**WRITTEN INSTRUCTION 1**
Write out the passage of the forum thread about the book "Lynch on Lynch" between "Thank you for" and "of the film).", inclusive.
**WRITTEN INSTRUCTION 2**
In the forum thread about the book "Lynch on Lynch", how many people walked out of a test screening after one scene?

**DOCUMENT PASSAGE**
# The Art of Sound (in the book 'Lynch on Lynch')



## fractile (Mar 15, 2009)

I just finished reading this book, after finding it on the sidewalk, Monday; I couldn't put it down :reading:
It covers the history of David Lynch (Blue Velvet, etc.) and covers mainly the development, writing and directing of his work from the beginning, up to _Lost Highway_, 1996; well, I see the revised edition includes The Straight Story and Mulholland Drive; but there are some great anecdotes about sound design and music for film, some of the techniques used and the aesthetic of integrating sound and music with film, plus working with musicians technically and personally.

This was written when non-linear editing and digital electronics were just beginning to go mainstream, so it also gives a snapshot of Lynch's view of how this technology fit into his style of production.

Lynch is primarily an independent maker of 'art films', yet has worked with Hollywood (eg., Dune) on movies, TV (Twin Peaks), commercials (Armani,etc.) and music-video (Michael Jackson).

'thought I'd share the discovery...

Here's a link: Amazon.com: Lynch on Lynch, Revised Edition (9780571220182): Chris Rodley: [email protected]@[email protected]@http://ecx.images-amazon.com/images/I/[email protected]@[email protected]@41a-xLBAxBL


----------



## ngarjuna (Mar 29, 2010)

I've always been a huge fan (Twin Peaks might be my favorite TV production ever). Although I have to admit, while I generally enjoy even the more esoteric Lynch films, I didn't understand "Inland Empire" well enough to enjoy it much. Having sat through it twice I still couldn't tell you what is going on in that one.


----------



## maikol (Nov 7, 2008)

Thank you for that great info.

Twin Peaks still is for me the best thing that happened on TV!


----------



## fractile (Mar 15, 2009)

I've seen a number of Lynch's works over the years, but never applied a 'This is David Lynch' stamp until seeing a documentary on him that featured his painting. The nature of his paintings put me off as being too 'dark' (I began as a painter, as he did), and in a 'politically correct' reflex began to reject his work. And reading the book I see that there have been strong reactions to his work; it mentions that in a test screening 300 out of 350 walked out of the theater after one scene (that scene was cut out of the film).

**GIVEN DATA**
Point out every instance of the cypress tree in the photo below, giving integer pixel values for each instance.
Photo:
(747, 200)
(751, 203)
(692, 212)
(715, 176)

**EXERCISE OUTPUT 1**
Thank you for that great info.

Twin Peaks still is for me the best thing that happened on TV!


----------



## fractile (Mar 15, 2009)

I've seen a number of Lynch's works over the years, but never applied a 'This is David Lynch' stamp until seeing a documentary on him that featured his painting. The nature of his paintings put me off as being too 'dark' (I began as a painter, as he did), and in a 'politically correct' reflex began to reject his work. And reading the book I see that there have been strong reactions to his work; it mentions that in a test screening 300 out of 350 walked out of the theater after one scene (that scene was cut out of the film).

**EXERCISE OUTPUT 2**
300 of the 350 people at the test screening walked out after that scene.